| Activity |
Repeat the entries beneath in their entirety, precisely as given.

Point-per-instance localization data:
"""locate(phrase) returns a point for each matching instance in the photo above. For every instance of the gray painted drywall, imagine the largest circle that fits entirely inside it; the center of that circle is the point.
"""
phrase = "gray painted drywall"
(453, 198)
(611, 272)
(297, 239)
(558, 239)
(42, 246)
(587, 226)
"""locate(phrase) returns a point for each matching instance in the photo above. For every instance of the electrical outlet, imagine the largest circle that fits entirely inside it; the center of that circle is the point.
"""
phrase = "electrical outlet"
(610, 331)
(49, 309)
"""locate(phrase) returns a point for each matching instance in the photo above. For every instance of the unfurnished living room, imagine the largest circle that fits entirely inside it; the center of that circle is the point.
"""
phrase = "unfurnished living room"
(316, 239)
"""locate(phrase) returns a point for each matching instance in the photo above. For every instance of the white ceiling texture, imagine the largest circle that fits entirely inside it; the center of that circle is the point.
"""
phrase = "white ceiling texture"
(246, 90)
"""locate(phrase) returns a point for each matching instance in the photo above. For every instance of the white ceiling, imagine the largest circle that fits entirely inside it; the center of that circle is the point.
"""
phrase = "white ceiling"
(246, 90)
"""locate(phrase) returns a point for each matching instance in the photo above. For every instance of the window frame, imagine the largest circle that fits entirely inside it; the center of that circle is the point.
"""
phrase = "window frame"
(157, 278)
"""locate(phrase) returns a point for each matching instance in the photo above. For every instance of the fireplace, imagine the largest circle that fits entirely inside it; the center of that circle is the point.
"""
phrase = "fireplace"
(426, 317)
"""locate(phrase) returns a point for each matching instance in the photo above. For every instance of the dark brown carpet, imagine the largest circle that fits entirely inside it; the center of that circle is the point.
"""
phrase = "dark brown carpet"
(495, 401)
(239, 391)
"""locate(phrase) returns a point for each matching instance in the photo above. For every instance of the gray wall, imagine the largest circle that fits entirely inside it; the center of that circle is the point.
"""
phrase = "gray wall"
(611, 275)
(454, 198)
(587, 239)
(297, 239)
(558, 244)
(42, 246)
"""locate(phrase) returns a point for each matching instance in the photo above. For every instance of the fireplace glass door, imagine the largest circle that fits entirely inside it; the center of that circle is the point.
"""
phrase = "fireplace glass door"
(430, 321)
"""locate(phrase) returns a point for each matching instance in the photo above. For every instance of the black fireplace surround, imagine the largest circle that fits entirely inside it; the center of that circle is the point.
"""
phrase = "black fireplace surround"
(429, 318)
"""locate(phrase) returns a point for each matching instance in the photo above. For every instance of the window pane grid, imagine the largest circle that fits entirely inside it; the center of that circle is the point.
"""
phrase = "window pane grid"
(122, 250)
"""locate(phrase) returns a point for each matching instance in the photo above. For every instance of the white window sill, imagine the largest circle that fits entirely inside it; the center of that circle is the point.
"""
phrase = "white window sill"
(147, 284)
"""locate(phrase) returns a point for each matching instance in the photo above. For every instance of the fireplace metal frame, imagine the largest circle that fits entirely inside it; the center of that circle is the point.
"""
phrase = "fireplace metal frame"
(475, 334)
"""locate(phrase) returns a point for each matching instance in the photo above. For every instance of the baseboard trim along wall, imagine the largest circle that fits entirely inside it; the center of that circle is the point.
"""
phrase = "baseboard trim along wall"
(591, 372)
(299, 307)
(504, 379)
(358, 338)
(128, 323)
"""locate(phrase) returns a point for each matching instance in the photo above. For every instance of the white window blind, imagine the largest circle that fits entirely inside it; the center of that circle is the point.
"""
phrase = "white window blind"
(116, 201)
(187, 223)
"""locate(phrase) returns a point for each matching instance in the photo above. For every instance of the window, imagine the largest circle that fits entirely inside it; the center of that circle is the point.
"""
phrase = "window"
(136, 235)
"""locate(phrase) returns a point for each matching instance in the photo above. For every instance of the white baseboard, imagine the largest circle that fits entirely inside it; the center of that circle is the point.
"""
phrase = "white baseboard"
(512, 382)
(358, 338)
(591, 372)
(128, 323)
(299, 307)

| Exercise solution |
"""locate(phrase) returns a point for each matching instance in the photo above. For every instance of the gray painted drywall, imagine the largest circle that fits entirely inside it; the center of that circle is the point.
"""
phrase = "gray painted drywall"
(453, 198)
(611, 272)
(297, 239)
(558, 239)
(42, 246)
(587, 226)
"""locate(phrase) returns a point for each matching instance in the photo above. For every instance of the electrical outlet, imagine the largest circle that fits entirely inside it; the center of that circle is the point.
"""
phrase = "electrical outlet"
(610, 331)
(49, 309)
"""locate(phrase) returns a point for each matching instance in the photo above. For every instance of the unfurnished living room, imagine the largest circle that fits entirely inside it; the center of that circle is the point.
"""
phrase = "unfurnished living room"
(316, 239)
"""locate(phrase) returns a point for each matching instance in the photo above. For every instance of the white ceiling texture, imagine the largest circle that fits entirely inside it; the center of that circle is the point.
"""
phrase = "white ceiling texture"
(246, 90)
"""locate(phrase) returns a point for each matching instance in the photo above. For every instance of the white ceiling, imagine the largest circle that fits entirely inside it; the center of that circle is the point.
"""
phrase = "white ceiling"
(246, 90)
"""locate(phrase) returns a point for each matching instance in the photo above. For every instance of the window frame, imagine the largest circle that fits entirely inside it; the center of that circle is the point.
"""
phrase = "window frame"
(157, 278)
"""locate(phrase) returns a point for each matching instance in the photo above. For every instance of the fireplace, imagine the largest circle that fits entirely inside it; the center of that circle is the point.
"""
phrase = "fireplace"
(426, 317)
"""locate(phrase) returns a point for each matching instance in the photo above. For every instance of the dark brown carpet, imagine the largest circle that fits entirely inside it; the center of that circle is the point.
"""
phrase = "dark brown carpet"
(495, 401)
(239, 391)
"""locate(phrase) returns a point for each matching instance in the photo above. For every instance of the gray wall, imagine the largest circle that fits entirely inside it; the center of that circle is the point.
"""
phrase = "gray wall"
(611, 275)
(454, 198)
(587, 239)
(297, 239)
(558, 244)
(42, 246)
"""locate(phrase) returns a point for each matching instance in the photo above. For every instance of the fireplace glass door, imagine the largest circle that fits entirely inside it; the center of that circle is the point.
"""
phrase = "fireplace glass door"
(430, 321)
"""locate(phrase) returns a point for each matching instance in the photo above. For every instance of the black fireplace surround, imagine the largest circle that fits entirely inside it; the center of that circle is the point.
"""
phrase = "black fireplace surround"
(429, 318)
"""locate(phrase) returns a point for each matching instance in the photo above. For every instance of the window pane grid, imagine the largest circle that fits entirely inside it; the center of that circle is the point.
"""
phrase = "window pane grid"
(122, 250)
"""locate(phrase) returns a point for each matching instance in the photo above. For every instance of the white window sill, imagine the largest circle that fits entirely inside it; the center of that circle is the point.
"""
phrase = "white window sill"
(147, 284)
"""locate(phrase) returns a point for each matching instance in the photo above. For every instance of the fireplace metal frame, imagine the largest circle that fits entirely inside it; the center of that circle is the point.
"""
phrase = "fireplace metal frame"
(475, 334)
"""locate(phrase) returns a point for each matching instance in the photo above. For every instance of the baseboard trim along wall, imagine the largest circle that fits entirely inside it; the center of that circle is the point.
"""
phrase = "baseboard trim along wall"
(591, 372)
(299, 307)
(504, 379)
(358, 338)
(128, 323)
"""locate(phrase) returns a point for each matching instance in the photo above. For every instance of the white window blind, imagine the largest circle that fits entirely inside it; the center of that circle is the point.
"""
phrase = "white window blind"
(116, 201)
(187, 223)
"""locate(phrase) returns a point for each matching instance in the photo above. For every instance of the window, imagine the largest circle that fits entirely inside it; the center of that circle is the point.
"""
phrase = "window"
(136, 235)
"""locate(phrase) returns a point for each matching instance in the photo above. For every instance of the white baseboard, imagine the largest circle that fits entirely inside it; the center of that circle is the point.
"""
phrase = "white baseboard"
(512, 382)
(358, 338)
(591, 372)
(128, 323)
(299, 307)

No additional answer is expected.